* Exercise aim *
Exactly as written, please repeat the data that follows, but not the pictures.

* Task data *

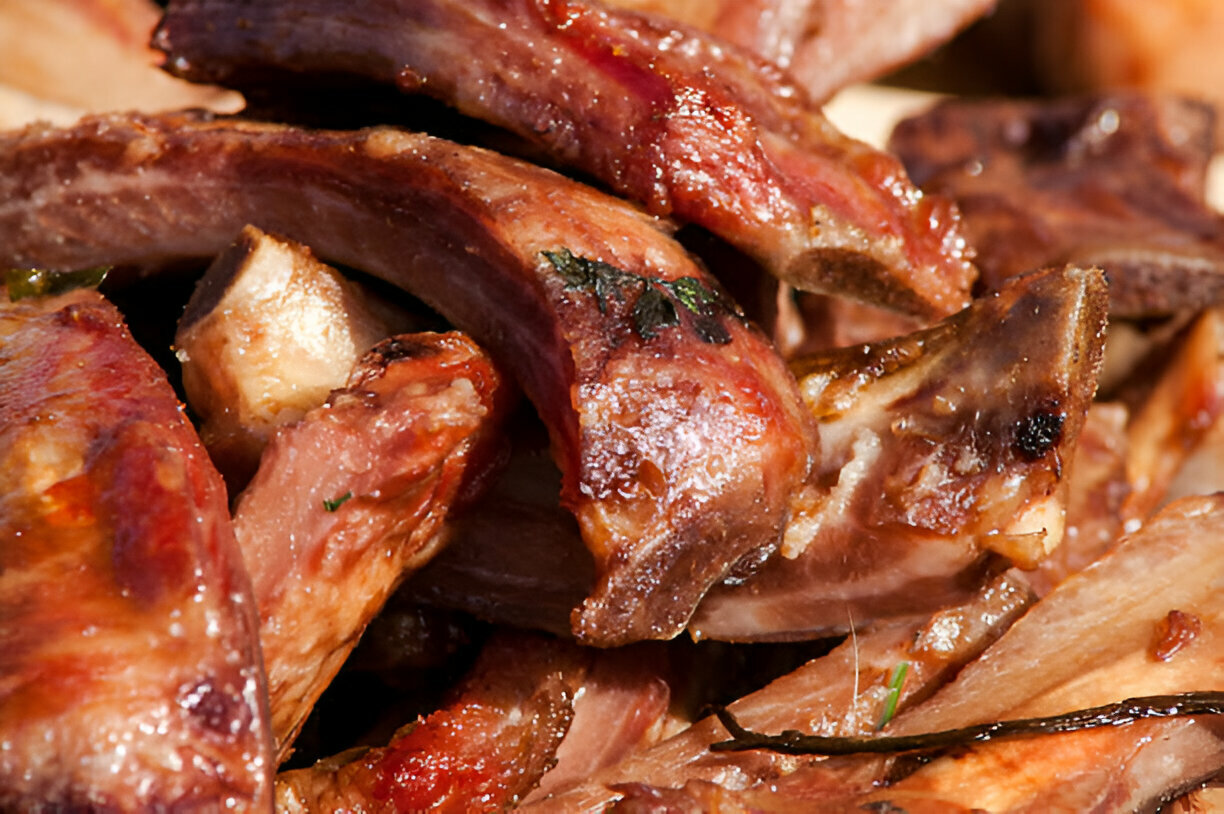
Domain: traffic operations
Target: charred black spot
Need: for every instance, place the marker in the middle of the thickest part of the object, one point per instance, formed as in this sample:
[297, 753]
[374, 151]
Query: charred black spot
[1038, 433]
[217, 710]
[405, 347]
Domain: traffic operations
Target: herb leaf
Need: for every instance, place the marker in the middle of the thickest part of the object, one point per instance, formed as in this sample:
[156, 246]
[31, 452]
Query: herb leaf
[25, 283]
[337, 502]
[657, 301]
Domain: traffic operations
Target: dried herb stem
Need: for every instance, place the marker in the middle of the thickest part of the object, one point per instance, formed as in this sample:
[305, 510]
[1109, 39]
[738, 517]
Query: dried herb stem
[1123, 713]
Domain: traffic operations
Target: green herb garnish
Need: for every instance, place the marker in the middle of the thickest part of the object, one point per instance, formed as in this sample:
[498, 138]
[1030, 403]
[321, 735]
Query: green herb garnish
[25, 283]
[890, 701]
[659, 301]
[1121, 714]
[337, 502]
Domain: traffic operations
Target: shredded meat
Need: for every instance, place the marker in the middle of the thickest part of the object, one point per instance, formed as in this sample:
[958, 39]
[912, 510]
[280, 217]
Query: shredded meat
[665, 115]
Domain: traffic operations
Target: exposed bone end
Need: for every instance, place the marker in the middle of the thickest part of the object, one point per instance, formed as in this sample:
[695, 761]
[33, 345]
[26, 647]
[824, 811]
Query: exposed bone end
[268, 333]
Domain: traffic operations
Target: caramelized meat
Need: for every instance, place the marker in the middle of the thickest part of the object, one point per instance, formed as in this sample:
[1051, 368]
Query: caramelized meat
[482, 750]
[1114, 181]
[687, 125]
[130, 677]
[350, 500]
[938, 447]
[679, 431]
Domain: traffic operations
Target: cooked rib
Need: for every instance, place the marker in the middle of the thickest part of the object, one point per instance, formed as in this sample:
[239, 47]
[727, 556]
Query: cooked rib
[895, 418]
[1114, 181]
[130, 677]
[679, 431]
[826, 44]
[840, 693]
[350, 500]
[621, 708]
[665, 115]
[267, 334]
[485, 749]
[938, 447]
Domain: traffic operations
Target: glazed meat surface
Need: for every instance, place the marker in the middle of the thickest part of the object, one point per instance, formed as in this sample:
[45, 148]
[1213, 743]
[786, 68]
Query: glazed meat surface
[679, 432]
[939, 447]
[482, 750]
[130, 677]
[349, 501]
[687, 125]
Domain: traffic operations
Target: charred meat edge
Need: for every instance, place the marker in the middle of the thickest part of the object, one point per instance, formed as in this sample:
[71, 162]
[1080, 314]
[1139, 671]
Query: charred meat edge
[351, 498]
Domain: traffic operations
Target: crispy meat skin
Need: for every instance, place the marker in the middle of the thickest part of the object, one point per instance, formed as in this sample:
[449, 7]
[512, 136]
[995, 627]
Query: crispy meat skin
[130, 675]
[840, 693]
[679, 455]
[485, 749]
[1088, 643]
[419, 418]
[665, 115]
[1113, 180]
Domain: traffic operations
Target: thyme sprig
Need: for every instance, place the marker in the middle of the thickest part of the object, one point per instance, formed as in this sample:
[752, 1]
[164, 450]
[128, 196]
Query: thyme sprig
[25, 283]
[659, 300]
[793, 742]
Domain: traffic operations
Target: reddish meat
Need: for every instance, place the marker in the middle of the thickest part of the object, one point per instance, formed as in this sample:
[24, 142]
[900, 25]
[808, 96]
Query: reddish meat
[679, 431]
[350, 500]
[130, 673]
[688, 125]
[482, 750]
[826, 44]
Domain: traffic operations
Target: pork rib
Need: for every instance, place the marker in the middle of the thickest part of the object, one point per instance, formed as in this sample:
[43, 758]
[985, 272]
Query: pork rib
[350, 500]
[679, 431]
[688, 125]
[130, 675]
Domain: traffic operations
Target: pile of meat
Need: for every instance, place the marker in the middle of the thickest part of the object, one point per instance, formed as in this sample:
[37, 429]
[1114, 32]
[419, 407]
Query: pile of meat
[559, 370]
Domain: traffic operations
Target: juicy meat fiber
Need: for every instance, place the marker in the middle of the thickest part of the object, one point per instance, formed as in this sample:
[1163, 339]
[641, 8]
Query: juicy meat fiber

* Answer to the problem *
Domain: traffic operations
Target: charred black spot
Need: for every instance, place the marker in the middle of the thickest part of the object, one point per instance, formed as in this sample:
[297, 753]
[374, 151]
Query: charred black spot
[1038, 433]
[217, 710]
[405, 347]
Domain: traffic operations
Target: herb leaf
Need: for every instance, place the marker in the middle of the thickest part of the object, one point per instance, formed as in this sample:
[156, 246]
[31, 452]
Query: herb leaf
[25, 283]
[337, 502]
[657, 301]
Domain: traffic operations
Target: dried herb stem
Need: for every instance, place the marker in the middle of the thickest part of the object, one point per instance, formed as in this sample:
[305, 510]
[1109, 39]
[738, 517]
Query: dried herb stem
[1123, 713]
Domain: traffic operations
Target: green herb garnish
Need: for every instance, place the marker in the middle of the thickest part of the object, one point per instance, formed as in this sample:
[498, 138]
[1030, 403]
[321, 735]
Query: green herb garnish
[25, 283]
[890, 701]
[659, 301]
[1121, 714]
[337, 502]
Domain: traffic operations
Target: shredded meat
Need: for every instance, place the marker in the middle of the thickest part of the object, one point per instance, formed as in this sample:
[958, 39]
[912, 510]
[280, 217]
Query: shredded meat
[665, 115]
Domain: traffic operations
Target: exposed bone end
Need: for every instance, place the marker in the middle of the thickest part of the object, one point per instance, formed as in this sample:
[695, 761]
[33, 345]
[26, 647]
[824, 811]
Query: exposed bone end
[268, 333]
Domain: traffic operations
Target: caramelized meat
Need: for every instance, place the marker in the middle of the thickest part of the object, one point per instance, formed as in this sample:
[1051, 368]
Query: caramelized meat
[482, 750]
[1114, 181]
[687, 125]
[130, 677]
[350, 500]
[938, 447]
[679, 431]
Domain: traffic operations
Target: cooked rib
Need: for every instance, place the marker in the middle of the thickest part of the object, one point per instance, formed as in this sample:
[239, 47]
[727, 556]
Query: cooked rib
[895, 418]
[1114, 181]
[130, 677]
[679, 431]
[826, 44]
[840, 693]
[350, 500]
[621, 708]
[665, 115]
[267, 334]
[485, 749]
[938, 447]
Domain: traffic operations
Target: glazed meat surface
Need: for every instance, place the marker in the middle of the thickest part of the object, one point per instance, formed as in this sample:
[45, 148]
[1213, 743]
[786, 68]
Query: glazed meat surface
[679, 432]
[939, 447]
[482, 750]
[130, 677]
[349, 501]
[687, 125]
Domain: traffic operations
Target: charred meat edge
Need: for every instance, place the marker in the middle of the thickest part of the object, one point per instance, formed as in this sample:
[71, 162]
[1080, 314]
[1139, 671]
Query: charred meat edge
[351, 498]
Domain: traffic operations
Target: crispy meat skin
Need: for every instance, place the marker in the middle of the thickest part of the object, one point per instance, formed as in this sample:
[449, 7]
[512, 136]
[995, 627]
Query: crispy meat skin
[130, 675]
[840, 693]
[679, 455]
[485, 749]
[1088, 643]
[419, 418]
[665, 115]
[1113, 180]
Domain: traffic operations
Target: thyme sprig
Need: for every instance, place the marker in the middle of the thickest part of the object, one point per instance, formed as in this sample:
[752, 1]
[164, 450]
[128, 196]
Query: thyme sprig
[25, 283]
[659, 300]
[793, 742]
Domain: traffic operations
Target: reddish meat
Need: for every instance, place the marker in the middle of the thickest part of the object, one point per instance, formed as in this sample:
[24, 142]
[900, 25]
[808, 96]
Query: reddish meat
[679, 431]
[350, 500]
[130, 673]
[688, 125]
[482, 750]
[826, 44]
Domain: traffic operations
Target: pork rib
Need: for every instance, place the marker in the middle of the thickest part of the object, one point per instance, formed as in this sample:
[43, 758]
[985, 272]
Query: pork rib
[350, 500]
[679, 431]
[688, 125]
[130, 675]
Domain: traffic operations
Target: pile of meat
Need: for every instance, place the marker in the middle of the thickest part of the object, one point per instance, formed as in this sample:
[37, 429]
[1114, 32]
[419, 407]
Query: pile of meat
[559, 370]
Domain: traffic operations
Target: juicy meat fiber
Need: for every instance, place the marker in the middle of the thickest part of the object, one point per instance, formed as in this sample:
[1163, 339]
[641, 8]
Query: juicy meat fiber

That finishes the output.